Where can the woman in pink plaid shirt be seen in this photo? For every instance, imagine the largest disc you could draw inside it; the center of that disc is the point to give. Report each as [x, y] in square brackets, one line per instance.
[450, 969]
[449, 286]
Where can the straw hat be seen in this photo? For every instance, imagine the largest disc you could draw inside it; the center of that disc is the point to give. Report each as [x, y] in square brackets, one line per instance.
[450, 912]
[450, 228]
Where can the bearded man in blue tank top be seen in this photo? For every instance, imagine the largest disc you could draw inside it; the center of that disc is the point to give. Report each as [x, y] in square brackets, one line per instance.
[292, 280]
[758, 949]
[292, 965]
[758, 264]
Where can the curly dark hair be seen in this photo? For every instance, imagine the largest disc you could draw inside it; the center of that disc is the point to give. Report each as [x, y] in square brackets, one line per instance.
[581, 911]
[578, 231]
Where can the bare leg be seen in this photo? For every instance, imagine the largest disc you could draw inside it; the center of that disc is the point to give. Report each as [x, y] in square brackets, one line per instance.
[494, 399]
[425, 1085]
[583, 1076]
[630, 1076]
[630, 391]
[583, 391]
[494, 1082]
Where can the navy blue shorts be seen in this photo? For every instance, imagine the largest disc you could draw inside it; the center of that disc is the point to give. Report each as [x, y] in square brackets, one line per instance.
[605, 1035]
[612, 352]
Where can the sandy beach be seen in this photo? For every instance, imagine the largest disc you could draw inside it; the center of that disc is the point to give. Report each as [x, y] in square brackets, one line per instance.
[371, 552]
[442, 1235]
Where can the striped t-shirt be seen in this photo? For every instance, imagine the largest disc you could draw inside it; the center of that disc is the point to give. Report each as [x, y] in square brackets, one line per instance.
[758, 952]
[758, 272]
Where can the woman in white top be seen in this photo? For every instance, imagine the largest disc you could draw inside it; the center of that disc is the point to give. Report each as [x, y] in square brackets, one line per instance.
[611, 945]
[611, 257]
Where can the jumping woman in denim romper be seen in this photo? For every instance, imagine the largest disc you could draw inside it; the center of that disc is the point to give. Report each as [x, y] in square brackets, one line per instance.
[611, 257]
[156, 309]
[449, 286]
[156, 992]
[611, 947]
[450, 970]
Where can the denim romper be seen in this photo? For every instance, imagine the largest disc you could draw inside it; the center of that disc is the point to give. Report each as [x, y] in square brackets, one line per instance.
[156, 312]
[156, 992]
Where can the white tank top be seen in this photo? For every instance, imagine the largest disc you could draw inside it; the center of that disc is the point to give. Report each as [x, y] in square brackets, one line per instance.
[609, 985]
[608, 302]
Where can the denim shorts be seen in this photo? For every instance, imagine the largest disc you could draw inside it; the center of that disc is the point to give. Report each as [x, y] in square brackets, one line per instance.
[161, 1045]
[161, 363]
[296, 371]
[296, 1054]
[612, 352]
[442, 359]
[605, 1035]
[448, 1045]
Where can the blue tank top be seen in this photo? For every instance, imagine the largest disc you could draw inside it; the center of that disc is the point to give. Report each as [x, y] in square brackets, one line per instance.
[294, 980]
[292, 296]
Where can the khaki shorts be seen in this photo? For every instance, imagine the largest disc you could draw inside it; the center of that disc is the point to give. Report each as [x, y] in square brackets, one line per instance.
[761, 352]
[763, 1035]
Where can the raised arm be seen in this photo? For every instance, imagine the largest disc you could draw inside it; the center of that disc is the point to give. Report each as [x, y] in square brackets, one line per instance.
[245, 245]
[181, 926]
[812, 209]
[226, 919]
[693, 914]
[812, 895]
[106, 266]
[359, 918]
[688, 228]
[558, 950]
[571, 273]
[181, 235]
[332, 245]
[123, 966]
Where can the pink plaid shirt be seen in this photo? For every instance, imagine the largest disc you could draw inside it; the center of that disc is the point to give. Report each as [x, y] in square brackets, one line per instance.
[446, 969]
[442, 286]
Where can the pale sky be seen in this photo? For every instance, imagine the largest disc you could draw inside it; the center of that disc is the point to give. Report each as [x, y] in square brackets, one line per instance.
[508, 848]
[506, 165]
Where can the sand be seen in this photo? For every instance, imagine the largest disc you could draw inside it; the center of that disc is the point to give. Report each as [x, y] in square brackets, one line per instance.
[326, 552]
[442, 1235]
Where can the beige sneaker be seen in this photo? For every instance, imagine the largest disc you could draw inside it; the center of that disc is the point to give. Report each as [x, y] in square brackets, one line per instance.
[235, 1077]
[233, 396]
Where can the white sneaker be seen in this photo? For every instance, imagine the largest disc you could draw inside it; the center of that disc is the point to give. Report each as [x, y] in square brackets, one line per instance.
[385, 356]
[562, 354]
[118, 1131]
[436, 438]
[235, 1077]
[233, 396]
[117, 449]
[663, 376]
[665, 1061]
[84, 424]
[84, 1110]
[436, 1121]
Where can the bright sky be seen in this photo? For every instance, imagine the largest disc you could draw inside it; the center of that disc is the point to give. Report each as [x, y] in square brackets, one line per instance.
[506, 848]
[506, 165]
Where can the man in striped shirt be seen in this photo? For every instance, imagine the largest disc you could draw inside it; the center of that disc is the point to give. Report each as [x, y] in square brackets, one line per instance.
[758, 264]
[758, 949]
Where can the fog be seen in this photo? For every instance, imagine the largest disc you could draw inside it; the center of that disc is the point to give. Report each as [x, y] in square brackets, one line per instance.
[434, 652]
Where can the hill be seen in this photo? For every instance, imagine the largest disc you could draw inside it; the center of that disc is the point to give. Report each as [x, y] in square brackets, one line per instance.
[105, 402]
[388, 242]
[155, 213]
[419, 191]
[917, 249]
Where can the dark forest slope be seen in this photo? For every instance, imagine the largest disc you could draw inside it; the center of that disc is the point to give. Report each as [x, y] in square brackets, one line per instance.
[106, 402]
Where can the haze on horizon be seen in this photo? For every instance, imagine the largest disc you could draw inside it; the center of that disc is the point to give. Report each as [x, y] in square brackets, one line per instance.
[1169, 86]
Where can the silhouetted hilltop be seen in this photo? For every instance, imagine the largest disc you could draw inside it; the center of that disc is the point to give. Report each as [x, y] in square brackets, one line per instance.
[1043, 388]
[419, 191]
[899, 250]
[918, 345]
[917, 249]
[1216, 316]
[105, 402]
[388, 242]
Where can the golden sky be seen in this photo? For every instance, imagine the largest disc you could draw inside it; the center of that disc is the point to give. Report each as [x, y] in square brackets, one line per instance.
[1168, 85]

===============

__Stated exercise__: Repeat all the records. Match each line exactly.

__Exercise response__:
Where can the woman in pink plaid shirt be seen in this photo? For every instance, imagine the largest disc you could draw inside it; the center of that disc is the point to give. Report each as [x, y] in square brackets, one line per instance.
[450, 969]
[449, 286]
Where can the straw hat be seen in this photo? For every instance, imagine the largest disc you could draw inside it; the center of that disc is the point to give. Report each as [x, y] in square brackets, one line per instance.
[450, 912]
[450, 228]
Where can the bearded man in blue tank top be seen in this photo? For every instance, imagine the largest disc you could draw inside it; the center of that disc is the point to give. Report each as [x, y] in square brackets, one line per instance.
[292, 280]
[758, 949]
[292, 965]
[758, 264]
Where can the curly dark hair be seen in this photo? For every instance, imagine the largest disc you could draw inside it; the center of that disc is the point to give. Report each as [x, y] in square brackets, one line per instance.
[581, 911]
[578, 231]
Where can the bare leg be seen in this photo? For every instance, imagine the largest disc you could draw inside it; the center of that disc is the point to give. Report each as [x, y] in square brackets, one line per instance.
[494, 399]
[425, 1085]
[583, 1076]
[630, 1076]
[630, 391]
[583, 391]
[494, 1082]
Where can the navy blue shorts be seen in this photo? For every instance, imagine the largest disc you could draw inside it; the center of that disc is the point to give. Report each as [x, y] in square brackets, one line per instance.
[605, 1035]
[612, 352]
Where can the sandy beach be seen in this photo? For every instance, imagine the largest disc you could draw inside it; the center of that disc is the point to give. Report each as [x, y] in square brackets, one line per instance.
[371, 552]
[442, 1235]
Where can the striped t-shirt be seen in this photo? For every instance, imagine the largest disc you could draw inside it; the center of that disc is the point to give. Report each as [x, y] in square brackets, one line per instance.
[758, 952]
[758, 272]
Where can the woman in white top be seen in this photo? For every instance, imagine the largest disc you could draw inside it; the center of that disc is the point to give. Report each as [x, y] in square brackets, one line per instance.
[611, 945]
[611, 257]
Where can the jumping woman in denim romper be seen in this photo? For every instance, imagine the largest disc you could draw inside it; the center of that disc is the point to give. Report each as [x, y] in square brackets, one line per instance.
[611, 257]
[156, 309]
[449, 286]
[156, 992]
[611, 947]
[450, 970]
Where can the denim romper be seen in this photo? For every instance, imagine the largest disc you could draw inside it; the center of that disc is the point to give. Report each as [x, y] in square brackets, one line per instance.
[156, 312]
[156, 992]
Where can the white tank top be seen in this photo? For every instance, imagine the largest disc you could draw inside it; the center of that disc is the point to give. Report each as [x, y] in square brackets, one line per instance.
[609, 985]
[608, 302]
Where can the denim shorts be seen in this photo? For every instance, imagine the largest disc you could draw inside it; the center of that disc is the point to give. Report each as [x, y] in square brackets, one line per instance.
[161, 1045]
[161, 363]
[296, 371]
[296, 1054]
[612, 352]
[442, 359]
[605, 1035]
[448, 1045]
Where can the blue tank top be seen in this photo? For every instance, imagine the largest disc you could draw inside it; the center of that disc is the point to give. Report each as [x, y] in square brackets, one line per instance.
[294, 980]
[292, 296]
Where can the khaki shorts be seen in this photo? For every instance, imagine the largest disc you could draw inside it; the center of that disc is the point to give. Report each as [x, y] in square brackets, one line per instance.
[761, 352]
[763, 1035]
Where can the raised arm be seen in this photo? For every instance, imagine the largest disc you could draw inside it; the center of that disc is the point to give. Report each as [x, y] in square brackets, one line per instance.
[245, 245]
[181, 926]
[812, 209]
[226, 919]
[693, 914]
[812, 895]
[106, 266]
[359, 918]
[688, 228]
[558, 950]
[571, 273]
[181, 235]
[332, 245]
[123, 966]
Where can the pink plaid shirt be seen in this photo? For every instance, imagine the largest disc you could draw inside it; the center of that disc is the point to give. Report each as [x, y] in square brackets, one line per instance.
[446, 969]
[442, 286]
Where can the pale sky be seen in this photo? For every instance, imagine the largest disc you could draw inside it; the center of that disc is the point to give. Report each as [x, y] in square brackets, one line per instance.
[508, 848]
[506, 165]
Where can the sand be seen in this photo? For every instance, imagine the largest disc you could draw inside it; the center of that disc is the point to give. Report each as [x, y] in square brackets, one line per instance.
[326, 552]
[442, 1235]
Where can the beige sneaker be seen in this photo? For every instance, imagine the largest disc you could draw inside it; the center of that disc is the point to give. Report each as [x, y] in square brackets, one line per instance.
[235, 1077]
[233, 396]
Where can the white sneaker be seen in this photo? For every instance, imagine the largest disc you could draw inside it; the center of that disc is the point to give. Report each as [x, y] in square brackets, one line per instance.
[385, 356]
[562, 354]
[118, 1131]
[436, 438]
[235, 1077]
[233, 396]
[117, 449]
[663, 376]
[665, 1061]
[84, 424]
[84, 1110]
[436, 1121]
Where can the bright sky be seen in this photo? For every instance, imagine the largest disc you could draw inside it; the center of that disc is the point to give. Report each as [x, y] in square brackets, one line per instance.
[506, 848]
[506, 165]
Where can the man in striped shirt be seen in this photo? For every instance, imagine the largest disc you could draw inside it; the center of that disc is the point to give. Report each as [x, y] in square brackets, one line per instance.
[758, 264]
[758, 949]
Where can the fog be seen in this photo? For every instance, imagine the largest disc you could draw inside it; the center of that disc is the point to give. Report each as [x, y] in square brackets, one line per instance.
[434, 652]
Where can the hill be seen in this photo? For every instance, imagine the largest disc you could draw inside it; the center of that disc is the point to give. Report each as [x, y] in square brackets, one line per instance.
[105, 402]
[388, 242]
[155, 213]
[419, 191]
[917, 249]
Where can the dark forest slope be seen in this photo? For every instance, imagine the largest disc you could draw inside it; the center of that disc is the point to give. Report each as [x, y] in square brackets, one line per instance.
[106, 402]
Where can the haze on horizon be seen in this photo? For every instance, imagine the largest disc you could draw inside it; the center of that disc is the point to give. Report each as [x, y] in square brackets, one line per instance.
[1169, 86]
Where can the silhouetted hilltop be seen in this photo? For every instance, imagine the largest disc you could draw inside it; the center of that disc is the point to give. Report each as [x, y] in square brackets, one line per instance.
[1043, 388]
[419, 191]
[899, 250]
[918, 345]
[917, 249]
[1216, 316]
[105, 402]
[388, 242]
Where can the golden sky be seen in this photo? For every instance, imagine the largest disc you could draw inside it; the center of that disc is the point to give. Report each as [x, y] in square brackets, one line per instance.
[1168, 85]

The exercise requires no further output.